● **Data extracts**
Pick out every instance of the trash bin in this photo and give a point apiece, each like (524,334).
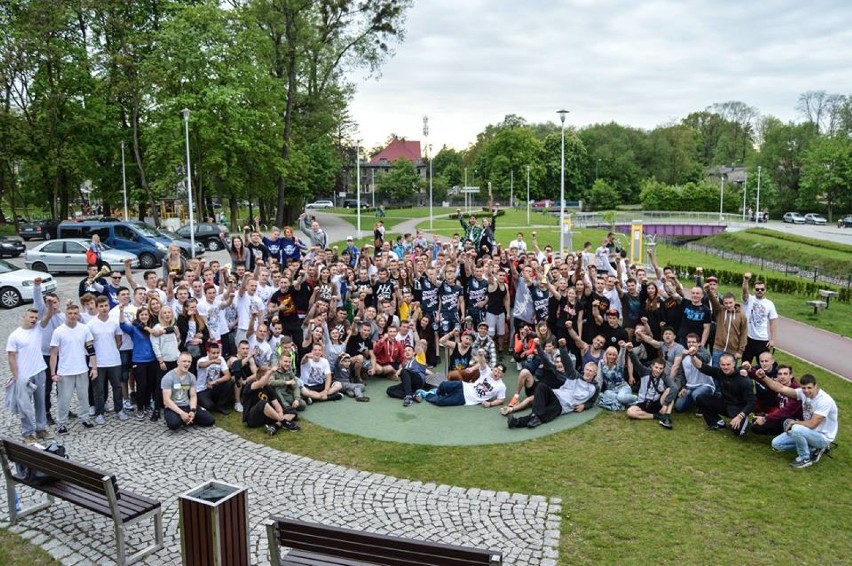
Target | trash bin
(214,525)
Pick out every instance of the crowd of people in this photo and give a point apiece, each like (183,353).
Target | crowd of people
(293,321)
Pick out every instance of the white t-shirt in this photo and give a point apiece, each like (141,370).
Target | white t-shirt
(485,388)
(759,312)
(105,348)
(210,373)
(823,405)
(313,373)
(72,348)
(27,345)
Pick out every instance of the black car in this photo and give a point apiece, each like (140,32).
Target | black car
(12,247)
(213,236)
(44,229)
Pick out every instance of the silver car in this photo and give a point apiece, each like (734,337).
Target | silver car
(69,255)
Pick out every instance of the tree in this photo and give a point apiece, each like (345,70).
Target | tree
(827,174)
(400,182)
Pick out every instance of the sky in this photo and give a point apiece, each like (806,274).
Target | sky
(468,63)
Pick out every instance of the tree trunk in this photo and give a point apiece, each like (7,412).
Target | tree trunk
(137,157)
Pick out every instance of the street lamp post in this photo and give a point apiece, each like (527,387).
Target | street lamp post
(528,195)
(123,181)
(426,135)
(358,184)
(562,114)
(185,113)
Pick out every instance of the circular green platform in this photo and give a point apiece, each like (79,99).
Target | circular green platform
(384,418)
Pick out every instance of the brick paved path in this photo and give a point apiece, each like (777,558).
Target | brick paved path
(151,461)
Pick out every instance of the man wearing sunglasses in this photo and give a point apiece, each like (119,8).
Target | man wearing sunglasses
(762,317)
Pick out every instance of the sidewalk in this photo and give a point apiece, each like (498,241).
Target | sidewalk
(822,348)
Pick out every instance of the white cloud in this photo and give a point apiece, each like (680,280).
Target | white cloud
(467,64)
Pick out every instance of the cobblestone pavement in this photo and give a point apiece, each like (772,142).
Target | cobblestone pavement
(149,460)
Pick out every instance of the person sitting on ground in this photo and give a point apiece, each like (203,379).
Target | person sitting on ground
(316,377)
(286,385)
(735,398)
(488,390)
(655,385)
(180,398)
(772,423)
(812,436)
(694,382)
(262,408)
(574,396)
(342,374)
(412,376)
(616,389)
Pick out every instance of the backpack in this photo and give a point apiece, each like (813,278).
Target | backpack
(35,477)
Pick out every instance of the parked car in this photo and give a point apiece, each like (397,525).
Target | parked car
(353,203)
(213,236)
(42,229)
(149,245)
(69,255)
(184,243)
(320,204)
(793,218)
(12,247)
(16,285)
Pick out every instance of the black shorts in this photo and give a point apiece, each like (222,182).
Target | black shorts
(650,406)
(255,416)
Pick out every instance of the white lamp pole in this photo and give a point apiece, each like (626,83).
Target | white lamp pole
(185,113)
(562,114)
(123,181)
(358,184)
(426,136)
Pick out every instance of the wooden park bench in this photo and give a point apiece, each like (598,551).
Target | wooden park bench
(828,294)
(86,487)
(817,305)
(315,544)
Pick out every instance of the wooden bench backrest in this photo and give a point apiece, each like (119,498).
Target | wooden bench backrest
(377,549)
(62,469)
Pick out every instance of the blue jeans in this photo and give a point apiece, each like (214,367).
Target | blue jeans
(801,439)
(31,404)
(449,393)
(684,403)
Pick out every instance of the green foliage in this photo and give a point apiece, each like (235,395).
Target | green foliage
(602,196)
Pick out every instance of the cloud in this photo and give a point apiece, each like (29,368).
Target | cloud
(467,64)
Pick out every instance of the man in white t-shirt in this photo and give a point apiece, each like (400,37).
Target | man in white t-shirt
(762,316)
(812,436)
(23,347)
(107,338)
(316,378)
(70,371)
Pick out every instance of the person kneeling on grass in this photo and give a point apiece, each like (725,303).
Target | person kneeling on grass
(261,407)
(811,437)
(180,398)
(654,387)
(575,395)
(488,390)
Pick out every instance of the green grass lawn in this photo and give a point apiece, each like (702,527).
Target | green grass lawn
(635,493)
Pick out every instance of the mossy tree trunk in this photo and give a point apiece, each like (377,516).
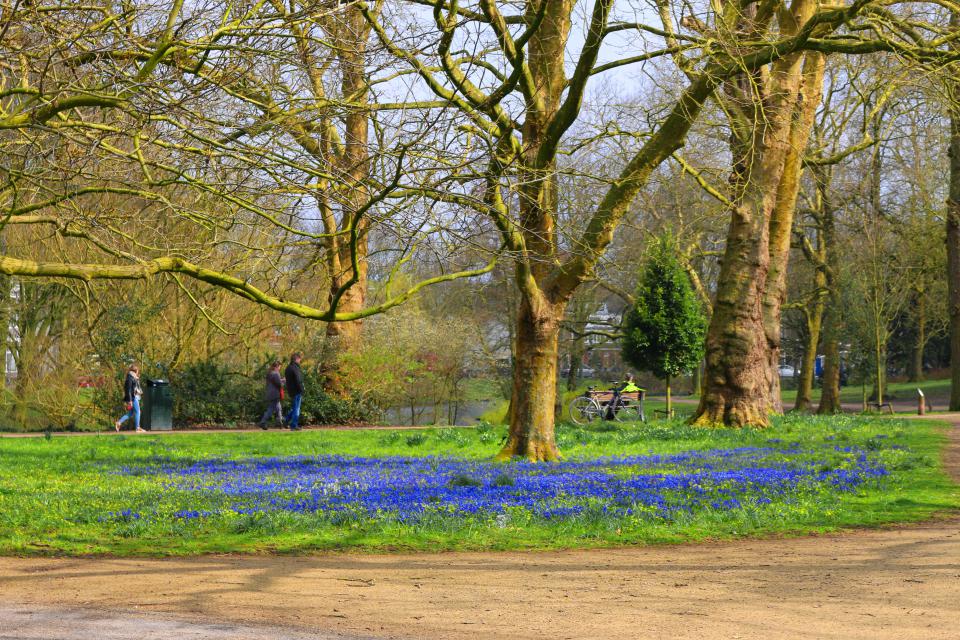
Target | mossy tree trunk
(814,321)
(772,115)
(534,390)
(953,230)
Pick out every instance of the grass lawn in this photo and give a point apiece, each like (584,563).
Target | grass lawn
(853,393)
(437,489)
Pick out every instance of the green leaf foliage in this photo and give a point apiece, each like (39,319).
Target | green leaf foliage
(664,330)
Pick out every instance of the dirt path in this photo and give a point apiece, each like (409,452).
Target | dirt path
(896,583)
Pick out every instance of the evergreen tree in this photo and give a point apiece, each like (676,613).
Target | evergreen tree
(664,329)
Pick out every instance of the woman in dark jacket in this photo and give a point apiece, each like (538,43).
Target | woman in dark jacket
(273,392)
(131,398)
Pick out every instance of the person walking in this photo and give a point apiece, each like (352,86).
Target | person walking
(294,379)
(273,393)
(132,392)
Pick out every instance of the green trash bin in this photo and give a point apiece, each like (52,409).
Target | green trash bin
(157,406)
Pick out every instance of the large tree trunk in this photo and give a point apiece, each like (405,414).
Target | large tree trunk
(740,374)
(830,385)
(534,382)
(809,364)
(953,231)
(350,32)
(737,377)
(781,220)
(920,340)
(771,120)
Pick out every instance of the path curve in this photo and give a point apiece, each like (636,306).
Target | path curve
(899,583)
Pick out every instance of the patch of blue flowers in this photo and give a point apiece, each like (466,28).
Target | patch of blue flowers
(409,489)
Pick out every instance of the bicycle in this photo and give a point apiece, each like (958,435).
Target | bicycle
(599,405)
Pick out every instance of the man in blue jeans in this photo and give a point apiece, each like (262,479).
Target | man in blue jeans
(294,379)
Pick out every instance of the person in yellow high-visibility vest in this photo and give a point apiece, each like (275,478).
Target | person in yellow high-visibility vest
(627,386)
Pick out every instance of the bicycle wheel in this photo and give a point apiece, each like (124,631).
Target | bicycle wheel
(584,410)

● **What to work on**
Reproduce every record above exactly as given, excluding pictures from the result.

● **Exercise response**
Pick out every instance of the trash bin in this photo and give a point apiece, each like (524,334).
Target | trash bin
(214,525)
Pick out every instance of the crowd of people in this photo and give a point apiece, each like (183,353).
Target | crowd of people
(293,321)
Pick out every instance of the white t-shirt in this photo and give a point apiece, each like (141,370).
Target | white t-shirt
(485,388)
(759,312)
(105,348)
(210,373)
(823,405)
(313,373)
(72,348)
(27,345)
Pick out every instance of the black car in this photo and give a point apiece, each like (140,32).
Target | black car
(12,247)
(213,236)
(44,229)
Pick out every instance of the silver car in this photo and give a point apiece, each like (734,337).
Target | silver car
(69,255)
Pick out every instance of the tree in this photo and give a point apiece, each like (345,70).
Target | tree
(827,174)
(400,182)
Pick out every instance of the sky in this photo and give a point apiece, each like (806,274).
Target | sky
(468,63)
Pick out every instance of the tree trunk in this photo and give a point apiece, each like (7,412).
Target | tree trunk
(137,157)
Pick out every instance of the street lamp post in this photo and give a point apiece, each like (527,387).
Target | street lamp post
(528,195)
(123,181)
(426,135)
(358,184)
(562,114)
(185,113)
Pick out every instance of the circular green platform in this photo and give a point apiece, each like (79,99).
Target | circular green platform
(384,418)
Pick out every instance of the brick paved path in this photo and give a point apiece, each like (777,558).
Target | brick paved path
(151,461)
Pick out every instance of the man wearing sunglasses in this photo and give a point apiece, each like (119,8).
Target | man wearing sunglasses
(762,317)
Pick out every instance of the sidewalk in this photo and give a point apiece, each like (498,241).
Target | sidewalk
(822,348)
Pick out every instance of the white cloud in this photo and give a point apiece, each like (680,280).
Target | white cloud
(467,64)
Pick out every instance of the cobblestone pavement in this photo and give a point apiece, each like (772,142).
Target | cobblestone pavement
(149,460)
Pick out every instance of the person sitting on ground in this photo and give a point apiece, each like (203,379).
Target | person sitting on ground
(316,377)
(286,385)
(735,398)
(488,390)
(655,385)
(180,398)
(772,423)
(812,436)
(694,382)
(262,408)
(574,396)
(342,374)
(412,376)
(616,389)
Pick out every instance of the backpack in this photo and give a point apiece, each like (813,278).
Target | backpack
(35,477)
Pick out every instance of the parked car in this photo and give a point apiece, each like (397,525).
Target | parked car
(353,203)
(213,236)
(42,229)
(149,245)
(69,255)
(184,243)
(320,204)
(793,218)
(12,247)
(16,285)
Pick out every instance of the black shorts in this photo and give a point apiece, each like (222,182).
Target | black shorts
(650,406)
(255,416)
Pick out every instance of the white lamp pole in this photo and give a point apiece, each like (626,83).
Target | white lamp pole
(185,113)
(562,114)
(123,181)
(358,184)
(426,136)
Pick out every instance of the wooden park bench in this photo and give a point apiece, each like (598,551).
Target | wooden park bench
(828,294)
(86,487)
(817,305)
(315,544)
Pick out every instance of the wooden bench backrest in this photo and give a point apiece, each like (119,498).
Target | wooden bench backrest
(377,549)
(62,469)
Pick out every instance of the blue jeans in this photo and give a point apiece, each like (214,367).
Target | blue jeans
(801,439)
(31,404)
(449,393)
(684,403)
Pick out every instance of the green foliage in this photo and give a point apiece, each like (235,395).
Target | green foliage
(602,196)
Pick out every instance of the cloud in this photo and give a point apiece, each like (29,368).
Target | cloud
(467,64)
Pick out every instance of the man in white t-shirt in this photo and give a point apiece, each like (400,37).
Target | man in white t-shirt
(762,316)
(812,436)
(23,347)
(107,338)
(316,378)
(70,371)
Pick out every instance of the person kneeling on grass in this photo and give a point apiece, each like (725,303).
Target | person kneeling on grass
(261,407)
(811,437)
(180,398)
(654,387)
(575,395)
(488,390)
Pick out every instance of the green grass lawn in this photo and give a point apiece, each like (702,527).
Target | green grass lawn
(635,493)
Pick out every instance of the mossy tree trunk in this photo and give a point apiece, each like (377,516).
Target | mossy tree trunk
(814,321)
(772,115)
(534,390)
(953,230)
Pick out every instance of the grass lawn in this photo and give a point apiece, each like (584,563).
Target | grass lawn
(853,393)
(437,489)
Pick out every instance of the green leaf foliage in this photo and give a point apiece, each like (39,319).
Target | green leaf foliage
(664,330)
Pick out every instance of the dirt path in this photo and give a point apiece, each like (409,452).
Target | dirt path
(896,583)
Pick out every instance of the evergreen tree in this photo and give a point apiece, each like (676,613).
Target | evergreen tree
(664,329)
Pick out every instance of the woman in dark jacket in this photo and give a point apiece, each like (538,43).
Target | woman in dark jacket
(273,392)
(131,398)
Pick out every instance of the person walking in this photo and give a point apiece, each like (352,86).
Target | person walking
(294,379)
(273,393)
(132,392)
Pick out every instance of the green trash bin in this photo and give a point apiece, each like (52,409).
Target | green trash bin
(157,406)
Pick out every instance of the large tree trunk in this photo and give a point apiece, each like (405,414).
Target | large tree trunk
(740,374)
(830,385)
(534,382)
(809,364)
(953,231)
(350,32)
(737,377)
(781,220)
(920,340)
(771,120)
Pick out every instance of the path curve in this photo and give a point apiece, each like (636,306).
Target | path curve
(899,583)
Pick out every instance of the patch of blue flowers in this photo and give a point apiece, each like (466,28).
Target | patch of blue flowers
(409,489)
Pick out every instance of the bicycle in this photo and give a point apiece, each like (958,435).
Target | bicycle
(599,405)
Pick out every instance of the man in blue jeans in this photo and give a point apiece, each like (262,479).
Target | man in blue jeans
(294,379)
Pick out every instance of the person in yellow high-visibility vest in this photo and give a point apiece, each like (275,478).
Target | person in yellow high-visibility vest
(627,386)
Pick out every instance of the bicycle wheel in this photo and give a point apiece, each like (124,631).
Target | bicycle wheel
(584,410)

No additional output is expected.